▸ **Passage for review**:
State roundup: Cuomo's N.Y. home health reform spurs complaints

News outlets report on a variety of state health policy issues.

The Wall Street Journal: Home Health Policy Shift Roils Albany
Gov. Andrew Cuomo's effort to overhaul New York state's $6 billion home health-care industry is coming under scrutiny from patient advocates and other industry players who say the administration is bowing to the interests of large, politically connected providers. Mr. Cuomo is pushing forward with his goal of enrolling tens of thousands of home-bound elderly, disabled and frail Medicaid patients into managed-care plans (Gershman, 7/26).

The Associated Press: Ohio Health Care Question Cleared For Fall Ballot
Voters will get the chance to decide whether Ohio can opt out of the national health care overhaul after the state's top election official said Tuesday that opponents of the federal law have enough signatures to put a constitutional amendment on the Nov. 8 ballot (Brownfield, 7/26).

The Hill: Anti-Health Care Reform Amendment Advances In Ohio
Voters in Ohio will likely have the chance to vote on a measure that would challenge a key piece of the healthcare reform law. A proposed amendment to the state constitution would prohibit the federal government from forcing Ohioans to purchase insurance. ... Several states have adopted anti-mandate measures, either through their legislatures or a referendum (Baker, 7/26).

▸ **Supplied records**:
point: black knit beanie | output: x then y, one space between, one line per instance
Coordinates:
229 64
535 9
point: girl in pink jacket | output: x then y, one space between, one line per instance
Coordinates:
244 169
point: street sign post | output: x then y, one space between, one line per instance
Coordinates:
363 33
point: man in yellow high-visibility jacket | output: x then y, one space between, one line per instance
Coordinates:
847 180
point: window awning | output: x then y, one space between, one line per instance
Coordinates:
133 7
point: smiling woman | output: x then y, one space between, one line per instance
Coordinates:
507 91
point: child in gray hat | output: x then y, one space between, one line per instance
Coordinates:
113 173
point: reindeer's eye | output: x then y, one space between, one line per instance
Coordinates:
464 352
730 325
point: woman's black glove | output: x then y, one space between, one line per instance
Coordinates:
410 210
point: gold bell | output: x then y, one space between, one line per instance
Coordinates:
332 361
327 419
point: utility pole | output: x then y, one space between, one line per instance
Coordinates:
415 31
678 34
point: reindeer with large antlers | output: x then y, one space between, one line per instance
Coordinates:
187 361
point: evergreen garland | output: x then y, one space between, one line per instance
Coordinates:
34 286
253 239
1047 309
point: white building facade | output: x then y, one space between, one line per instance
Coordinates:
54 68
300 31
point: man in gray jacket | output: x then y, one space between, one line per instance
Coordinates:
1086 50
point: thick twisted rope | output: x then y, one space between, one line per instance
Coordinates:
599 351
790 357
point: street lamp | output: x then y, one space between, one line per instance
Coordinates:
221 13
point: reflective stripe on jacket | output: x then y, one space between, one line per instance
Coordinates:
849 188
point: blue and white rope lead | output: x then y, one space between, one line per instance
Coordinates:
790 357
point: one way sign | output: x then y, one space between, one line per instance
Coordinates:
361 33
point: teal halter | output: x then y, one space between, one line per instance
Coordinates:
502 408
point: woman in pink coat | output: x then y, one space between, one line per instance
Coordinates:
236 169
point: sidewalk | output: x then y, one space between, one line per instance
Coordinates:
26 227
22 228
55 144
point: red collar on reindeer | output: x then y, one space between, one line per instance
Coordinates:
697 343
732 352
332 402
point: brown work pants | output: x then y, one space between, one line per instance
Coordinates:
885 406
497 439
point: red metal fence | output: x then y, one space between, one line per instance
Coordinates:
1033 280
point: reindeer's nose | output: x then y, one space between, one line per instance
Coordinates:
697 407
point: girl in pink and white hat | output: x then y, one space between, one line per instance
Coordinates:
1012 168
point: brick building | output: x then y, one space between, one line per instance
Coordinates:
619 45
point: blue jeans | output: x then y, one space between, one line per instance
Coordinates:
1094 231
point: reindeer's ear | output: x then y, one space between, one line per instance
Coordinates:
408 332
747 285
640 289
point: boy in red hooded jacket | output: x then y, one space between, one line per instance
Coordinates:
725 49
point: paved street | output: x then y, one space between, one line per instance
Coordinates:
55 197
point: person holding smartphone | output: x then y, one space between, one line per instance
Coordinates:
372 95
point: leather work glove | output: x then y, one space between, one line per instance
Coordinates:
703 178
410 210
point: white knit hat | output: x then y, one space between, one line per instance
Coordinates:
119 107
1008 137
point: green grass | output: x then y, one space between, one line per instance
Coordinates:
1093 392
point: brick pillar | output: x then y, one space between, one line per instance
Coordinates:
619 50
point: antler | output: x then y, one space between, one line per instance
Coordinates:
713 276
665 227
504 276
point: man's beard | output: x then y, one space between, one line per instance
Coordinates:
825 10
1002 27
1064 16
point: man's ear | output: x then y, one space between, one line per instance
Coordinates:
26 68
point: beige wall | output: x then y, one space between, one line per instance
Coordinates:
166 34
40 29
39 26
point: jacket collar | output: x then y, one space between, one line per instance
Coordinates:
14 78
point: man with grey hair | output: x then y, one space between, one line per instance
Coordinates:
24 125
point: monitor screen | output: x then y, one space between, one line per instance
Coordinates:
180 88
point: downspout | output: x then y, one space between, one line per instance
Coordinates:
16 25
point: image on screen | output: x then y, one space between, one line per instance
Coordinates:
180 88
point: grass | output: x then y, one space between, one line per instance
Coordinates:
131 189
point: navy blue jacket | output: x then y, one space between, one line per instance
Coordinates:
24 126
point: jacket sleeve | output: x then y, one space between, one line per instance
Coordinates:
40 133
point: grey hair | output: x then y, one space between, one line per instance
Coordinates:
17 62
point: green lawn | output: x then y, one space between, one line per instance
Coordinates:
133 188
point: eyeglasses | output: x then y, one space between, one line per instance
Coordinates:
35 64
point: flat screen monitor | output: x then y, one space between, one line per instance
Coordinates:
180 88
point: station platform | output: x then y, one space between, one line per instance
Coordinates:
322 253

▸ **Problem A**: In the health policy roundup, on what date will Ohio voters decide the constitutional amendment on the national health care overhaul?
▸ **Problem B**: Carry on the health policy roundup from its last sentence.
Nothing in the listing is needed here.

▸ **Written answer A**: Nov. 8

▸ **Written answer B**:
The Connecticut Mirror: Both Sides Praise Health Insurance Rate Review Compromise
They started on opposite sides of the issue, but State Healthcare Advocate Victoria Veltri and Insurance Commissioner Thomas B. Leonardi are both praising an agreement reached last week that resurrects key pieces of a vetoed bill to increase oversight of health insurance rate hikes. ... Veltri said the agreement achieved what advocates really wanted: Public hearings on rate increases (Levin Becker, 7/26). 

California Healthline: Public Agency Takes Up Political Hammer
The board of the California Health Benefit Exchange voted last week to oppose a bill that would establish a basic health plan and to urge the lawmakers behind AB 52, which would regulate rate increases by insurers, to exempt the exchange from that law. The board also voted to direct staff to work with legislators on four other bills that deal with the exchange -- including two laws that directly refer to the exchange in their identifying titles (Gorn, 7/27).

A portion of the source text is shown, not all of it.